◆ TASK ITEM:
From the records below, transcribe exactly the lines that begin at the line with "Tag one point on every instance of the wet" and end at the line with "Tag one point on every instance of the rusty", both included.

◆ DATA UNDER STUDY:
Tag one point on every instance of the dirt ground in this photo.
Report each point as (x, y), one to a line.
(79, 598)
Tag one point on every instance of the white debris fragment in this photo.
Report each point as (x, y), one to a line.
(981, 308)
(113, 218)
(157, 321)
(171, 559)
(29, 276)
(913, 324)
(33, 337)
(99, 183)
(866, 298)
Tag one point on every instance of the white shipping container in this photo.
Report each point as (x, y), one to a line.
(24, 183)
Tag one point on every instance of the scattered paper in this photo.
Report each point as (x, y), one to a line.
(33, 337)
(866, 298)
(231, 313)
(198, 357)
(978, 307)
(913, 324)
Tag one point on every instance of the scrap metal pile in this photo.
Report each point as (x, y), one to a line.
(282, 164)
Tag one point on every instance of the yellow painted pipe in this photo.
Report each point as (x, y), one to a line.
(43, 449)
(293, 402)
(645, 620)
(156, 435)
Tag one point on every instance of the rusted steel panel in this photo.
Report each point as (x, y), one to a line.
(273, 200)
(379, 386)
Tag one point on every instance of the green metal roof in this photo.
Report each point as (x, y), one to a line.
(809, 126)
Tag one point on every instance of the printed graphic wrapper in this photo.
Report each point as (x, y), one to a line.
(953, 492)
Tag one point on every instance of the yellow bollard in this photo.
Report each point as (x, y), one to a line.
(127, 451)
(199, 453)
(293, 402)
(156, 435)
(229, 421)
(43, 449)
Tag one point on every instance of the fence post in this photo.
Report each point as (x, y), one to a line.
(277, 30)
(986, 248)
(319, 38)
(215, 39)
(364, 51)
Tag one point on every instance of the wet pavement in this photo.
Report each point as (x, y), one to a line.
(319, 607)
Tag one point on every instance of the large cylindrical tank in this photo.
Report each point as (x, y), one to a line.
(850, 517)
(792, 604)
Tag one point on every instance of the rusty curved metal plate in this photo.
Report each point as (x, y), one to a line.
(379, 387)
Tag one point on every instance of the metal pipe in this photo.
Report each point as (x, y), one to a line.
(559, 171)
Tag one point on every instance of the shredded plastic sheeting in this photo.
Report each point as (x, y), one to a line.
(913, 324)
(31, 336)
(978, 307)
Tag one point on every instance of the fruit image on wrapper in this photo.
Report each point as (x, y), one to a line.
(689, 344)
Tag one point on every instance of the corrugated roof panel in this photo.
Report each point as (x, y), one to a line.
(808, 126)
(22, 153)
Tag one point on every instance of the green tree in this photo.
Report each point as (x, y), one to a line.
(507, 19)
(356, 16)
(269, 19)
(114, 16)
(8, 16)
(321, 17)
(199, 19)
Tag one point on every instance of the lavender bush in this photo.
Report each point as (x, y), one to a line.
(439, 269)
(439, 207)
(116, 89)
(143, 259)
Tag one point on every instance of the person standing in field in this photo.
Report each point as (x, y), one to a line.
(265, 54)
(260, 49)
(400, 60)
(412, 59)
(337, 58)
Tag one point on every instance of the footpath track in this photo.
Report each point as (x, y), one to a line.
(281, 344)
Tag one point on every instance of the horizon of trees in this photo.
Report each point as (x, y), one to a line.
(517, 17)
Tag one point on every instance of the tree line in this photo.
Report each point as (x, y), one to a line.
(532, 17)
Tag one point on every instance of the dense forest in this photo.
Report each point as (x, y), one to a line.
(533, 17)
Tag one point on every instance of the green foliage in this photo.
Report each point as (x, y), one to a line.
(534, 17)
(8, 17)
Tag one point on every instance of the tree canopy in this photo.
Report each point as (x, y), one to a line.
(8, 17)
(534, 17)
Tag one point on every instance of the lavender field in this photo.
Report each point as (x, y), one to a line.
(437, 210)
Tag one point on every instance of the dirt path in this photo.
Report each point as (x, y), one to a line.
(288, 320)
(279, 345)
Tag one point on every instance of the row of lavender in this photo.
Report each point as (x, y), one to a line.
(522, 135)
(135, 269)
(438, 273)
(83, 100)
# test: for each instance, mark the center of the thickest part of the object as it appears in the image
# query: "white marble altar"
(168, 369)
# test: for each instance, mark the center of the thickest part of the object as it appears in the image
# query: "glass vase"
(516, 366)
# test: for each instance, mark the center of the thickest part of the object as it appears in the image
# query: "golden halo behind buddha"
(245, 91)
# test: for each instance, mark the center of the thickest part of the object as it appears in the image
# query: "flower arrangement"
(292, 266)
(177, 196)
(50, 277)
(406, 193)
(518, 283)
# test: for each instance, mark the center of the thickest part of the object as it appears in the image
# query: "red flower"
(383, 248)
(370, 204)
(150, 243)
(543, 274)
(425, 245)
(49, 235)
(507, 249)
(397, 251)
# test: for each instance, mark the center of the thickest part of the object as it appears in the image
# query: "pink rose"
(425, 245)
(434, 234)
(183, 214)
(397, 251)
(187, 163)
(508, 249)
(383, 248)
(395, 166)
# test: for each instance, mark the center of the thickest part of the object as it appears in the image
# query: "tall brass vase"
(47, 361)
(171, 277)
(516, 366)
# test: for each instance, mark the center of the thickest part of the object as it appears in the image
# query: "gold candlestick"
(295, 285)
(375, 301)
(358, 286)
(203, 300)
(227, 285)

◆ SOLUTION TO THIS PROBLEM:
Tag one point on every instance of the wet pavement in this photo.
Report each point as (x, y), one to a line.
(319, 607)
Tag one point on every instance of the large cylindrical tank in this photo.
Report each point as (x, y), one to a line.
(850, 517)
(792, 604)
Tag one point on every instance of the rusty curved metal plate in this photo.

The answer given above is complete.